◆ BRIEF A
List every distinct username that heads a post in the water spout thread.

# Water Spout



## stewart_fish (May 13, 2009)

Hey guys first post because usually i just get on here and enjoy reading everyones reports but this morning i was out working near ft. pickens gate around 0945 and i looked out east of the pier and i watched a water spout tear across the gulf. It was very impressive to see and the first one ive actually seen touchdown like that. Just wondering if anyone else out on the pier saw it. Shortly after there were two more forming but never made it to the water. It looked close to the pier from my perspective but im sure it was miles away. Unfortunatley i was working and not fishing but i hope everyone slayed today. Well i appreciate any feedback from you guys.

Thanks. Stew


----------



## Gulf Coast Outfitters (Oct 8, 2007)

We saw one yesterday, well, just a funnel cloud as it didnt get down to the surface. Still cool to see it spinning around.


----------



## stewart_fish (May 13, 2009)

Sweet thanks weatherman. Took forever just to post my first post. Internet is acting funny at my house just now, driving me crazy!! I'll be back out there again tomorrow working and right now there is no telling with this crazy weather we're going through. That storm looked pretty wicked but never really made it to us. Still mother nature is fun to watch sometimes. Very impressive and makes you feel pretty small seeing things like that. I gotta remember to bring my camera with me which i usually do.

Stew


----------



## surfstryker (Sep 28, 2007)

Welcome to the forum. water spout sited off ft. pickens pier yesterday.


----------

◆ DATA PROVIDED
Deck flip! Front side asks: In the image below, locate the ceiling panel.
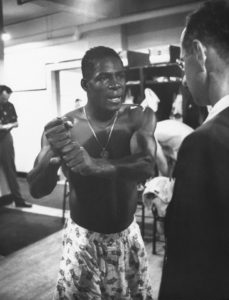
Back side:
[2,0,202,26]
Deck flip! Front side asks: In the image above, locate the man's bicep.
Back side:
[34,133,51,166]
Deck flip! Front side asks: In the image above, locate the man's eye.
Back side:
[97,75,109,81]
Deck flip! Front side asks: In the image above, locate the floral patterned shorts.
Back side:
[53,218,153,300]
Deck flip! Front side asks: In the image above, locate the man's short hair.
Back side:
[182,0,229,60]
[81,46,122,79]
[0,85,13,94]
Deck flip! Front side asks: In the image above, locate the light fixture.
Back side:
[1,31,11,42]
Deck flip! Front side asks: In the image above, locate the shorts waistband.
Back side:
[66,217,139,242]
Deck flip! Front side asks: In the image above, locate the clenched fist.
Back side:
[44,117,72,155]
--
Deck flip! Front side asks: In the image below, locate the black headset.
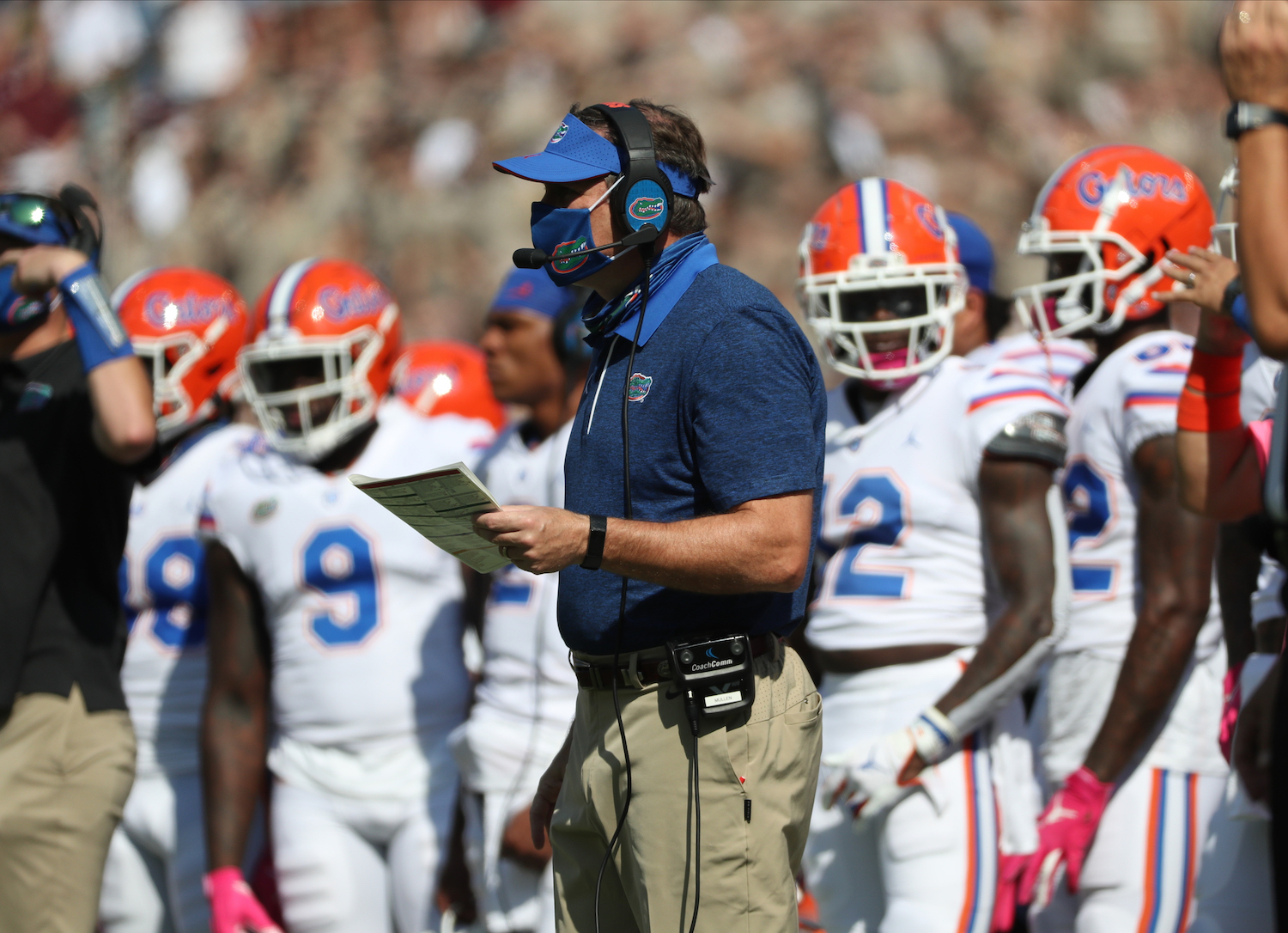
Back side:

◆ BRIEF B
In the entries, update the lines from the one with "the man's eye." to the one with "[44,117,72,155]" by replacing "man's" with "person's". Leave everything else unchanged, and give only those lines.

◆ FINAL ANSWER A
stewart_fish
Gulf Coast Outfitters
surfstryker

◆ FINAL ANSWER B
Deck flip! Front side asks: In the image above, locate the person's eye.
Back side:
[97,75,109,81]
Deck flip! Front side asks: In the image above, locate the floral patterned shorts.
Back side:
[53,218,153,300]
Deck flip! Front side asks: In the image above, locate the person's short hair.
Back side:
[182,0,229,60]
[81,46,122,79]
[0,85,13,94]
Deck flip! Front side asks: In the image above, locate the light fixture.
Back side:
[1,31,11,42]
Deck flip! Front side asks: In the image above, locate the shorts waistband.
Back side:
[66,217,139,242]
Deck flip! Front side asks: In the image above, locate the clenched fist.
Back side:
[44,117,72,155]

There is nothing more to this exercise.